- **Requirement 1**:
For each statement, say yes or no on whether it agrees with the article about the Dreamscape raffle prize, and quote the deciding words: (a) Eric Jones won the first Dreamscape raffle in 2004. (b) The camp's renovation is funded by a $10,000 capital campaign. (c) Nick Roth was the lead designer on the project.
- **Requirement 2**:
Answer these questions using the article about the Dreamscape raffle prize, one answer per line:
(a) Which organization benefits from the fundraiser?
(b) Where is the Akron Rotary Camp?
(c) What does Dan Reynolds call himself?
- **Requirement 3**:
Write the next few sentences of the article about the Dreamscape raffle prize, picking up right after its last sentence.

Quantcast
Channel: Lifestyle
Viewing all articles
Browse latest Browse all 10993

Close to Home: Camp benefits from Dreamscape winner’s generosity

$
0
0

You know how it is. A friend is selling raffle tickets, so you buy one. You just want to support the cause and help your friend unload some tickets.

That’s what happened to Ivette Immormino.

Immormino bought a raffle ticket for a $10,000 landscape makeover from Eric Jones, the Akron interior designer who decorated her home. He serves on the board of Keep Akron Beautiful, the organization benefitting from the fundraiser.

Then the unlikely happened. She won.

That posed a bit of a problem. The rules stipulate that the work must be done in Summit County. Immormino lives in Rocky River.

So Immormino ended up being not a recipient, but a donor.

She decided to give her prize away and asked Jones to help her identify a worthy recipient for the landscaping work, preferably an organization that serves children. Together they chose the Akron Rotary Camp, a facility in the Portage Lakes that provides overnight and day camps for children and adults with special needs.

“I wasn’t expecting to win,” Immormino said. “I never win anything. … I get this phone call, and I’m like, ‘What? I won what?’ ”

But she believes everything happens for a reason, and she said she’s glad for the opportunity to give back something that others can enjoy.

Coincidentally, Jones had made a similar donation nine years ago. He won the first Dreamscape raffle in 2004 and gave his prize to the Community AIDS Network, which used it to improve the grounds of its residential facility and offices.

Last week, Immormino’s gift took shape. The Rotary Camp was the site of a landscaping blitz that resulted in a new entry garden, walkway, boat rack and beach area.

Nick Roth of Nick’s Landscaping of Ohio, the lead designer on the project, worked with the camp staff to plan the makeover. The camp is undergoing an extensive renovation funded by a $3.5 million capital campaign, so projects were chosen that would complement that work, Roth said.

“It’s just perfect timing,” said Dan Reynolds, who calls himself the camp’s director of endless possibilities. “It helps us make our grounds as beautiful as the facilities are.”

- **Extracted records**:

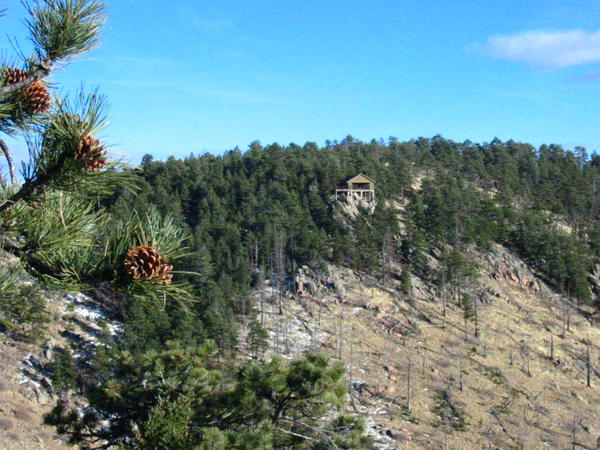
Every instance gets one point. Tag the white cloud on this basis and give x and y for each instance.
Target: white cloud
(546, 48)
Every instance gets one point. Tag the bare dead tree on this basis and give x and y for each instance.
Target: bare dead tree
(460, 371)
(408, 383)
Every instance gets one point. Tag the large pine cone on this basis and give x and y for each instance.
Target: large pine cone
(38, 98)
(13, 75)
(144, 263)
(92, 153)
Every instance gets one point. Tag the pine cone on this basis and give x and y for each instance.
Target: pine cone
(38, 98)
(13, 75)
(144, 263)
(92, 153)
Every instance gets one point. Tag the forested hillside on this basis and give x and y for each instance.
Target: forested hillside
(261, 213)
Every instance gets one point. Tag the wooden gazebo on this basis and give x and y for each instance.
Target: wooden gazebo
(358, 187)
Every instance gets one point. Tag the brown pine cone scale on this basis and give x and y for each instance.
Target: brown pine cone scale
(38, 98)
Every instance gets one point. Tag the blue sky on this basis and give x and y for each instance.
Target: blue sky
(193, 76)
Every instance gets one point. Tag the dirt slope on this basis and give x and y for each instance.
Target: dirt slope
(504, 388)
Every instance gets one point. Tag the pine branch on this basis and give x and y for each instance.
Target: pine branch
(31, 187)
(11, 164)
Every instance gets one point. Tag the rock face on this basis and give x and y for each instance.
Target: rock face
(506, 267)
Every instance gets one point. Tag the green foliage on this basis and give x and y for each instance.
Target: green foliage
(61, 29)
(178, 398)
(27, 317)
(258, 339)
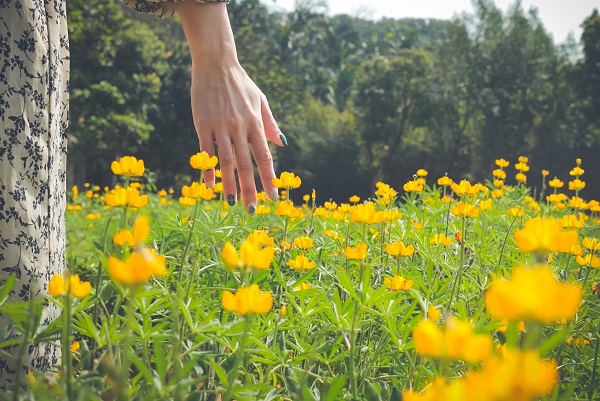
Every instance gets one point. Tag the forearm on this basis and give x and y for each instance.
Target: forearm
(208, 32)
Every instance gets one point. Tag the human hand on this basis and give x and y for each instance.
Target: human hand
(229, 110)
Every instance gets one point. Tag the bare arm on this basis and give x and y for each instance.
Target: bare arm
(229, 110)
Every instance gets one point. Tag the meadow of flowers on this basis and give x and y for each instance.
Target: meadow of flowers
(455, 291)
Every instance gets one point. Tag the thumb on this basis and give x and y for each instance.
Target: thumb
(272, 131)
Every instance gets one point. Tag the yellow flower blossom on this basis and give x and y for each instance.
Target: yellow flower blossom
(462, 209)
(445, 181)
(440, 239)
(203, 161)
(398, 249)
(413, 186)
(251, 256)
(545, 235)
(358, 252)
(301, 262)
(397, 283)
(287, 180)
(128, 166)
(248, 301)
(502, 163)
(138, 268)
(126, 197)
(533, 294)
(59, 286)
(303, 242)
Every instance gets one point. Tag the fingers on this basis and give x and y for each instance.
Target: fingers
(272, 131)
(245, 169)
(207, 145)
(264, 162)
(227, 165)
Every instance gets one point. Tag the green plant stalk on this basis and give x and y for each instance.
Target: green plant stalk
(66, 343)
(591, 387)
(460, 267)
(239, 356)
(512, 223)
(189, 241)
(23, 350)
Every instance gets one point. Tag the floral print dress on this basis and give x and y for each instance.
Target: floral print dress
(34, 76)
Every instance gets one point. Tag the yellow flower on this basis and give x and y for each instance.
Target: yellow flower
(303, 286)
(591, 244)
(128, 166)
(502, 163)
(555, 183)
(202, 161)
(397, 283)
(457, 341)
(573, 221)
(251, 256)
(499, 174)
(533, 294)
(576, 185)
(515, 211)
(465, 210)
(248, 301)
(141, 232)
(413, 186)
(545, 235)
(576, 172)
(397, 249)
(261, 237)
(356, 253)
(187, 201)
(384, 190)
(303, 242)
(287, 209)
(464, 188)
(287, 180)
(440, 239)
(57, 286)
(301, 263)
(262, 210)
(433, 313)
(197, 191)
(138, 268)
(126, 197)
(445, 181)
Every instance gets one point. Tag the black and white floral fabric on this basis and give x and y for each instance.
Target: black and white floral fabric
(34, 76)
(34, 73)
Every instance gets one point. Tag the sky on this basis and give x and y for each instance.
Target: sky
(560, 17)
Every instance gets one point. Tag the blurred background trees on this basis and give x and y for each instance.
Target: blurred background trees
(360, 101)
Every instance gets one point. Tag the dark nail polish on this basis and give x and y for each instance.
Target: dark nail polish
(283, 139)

- **Task answer 1**:
(a) Yes: "He won the first Dreamscape raffle in 2004"
(b) No: "funded by a $3.5 million capital campaign"
(c) Yes: "the lead designer on the project"

- **Task answer 2**:
(a) Keep Akron Beautiful
(b) In the Portage Lakes
(c) The camp's director of endless possibilities

- **Task answer 3**:
The Dreamscape crews turned a nondescript area around the camp’s sign into a welcome garden designed to beautify the entrance and direct storm runoff into a nearby drain. Lighting will illuminate the garden at night, and an irrigation system will keep it watered.

The crews installed permeable pavers to create a walkway on what used to be a trampled cut-through next to the dining hall. They also built a boat rack to corral the canoes that had been stored in a picnic shelter, installed a beach area on Rex Lake to provide better canoe access and removed a tree from the parking lot that was a frequent target of errant parkers and “a total eyesore,” Keep Akron Beautiful’s program manager, Jacqui Flaherty, said.

Crews representing a long list of donor companies followed a well-choreographed schedule to complete the work in less than a week, and to do it without getting in one another’s way.

Most of the companies have been involved with Dreamscape since its beginning, so they’ve gotten used to coordinating their efforts, Roth said. “It’s a well-oiled machine now.”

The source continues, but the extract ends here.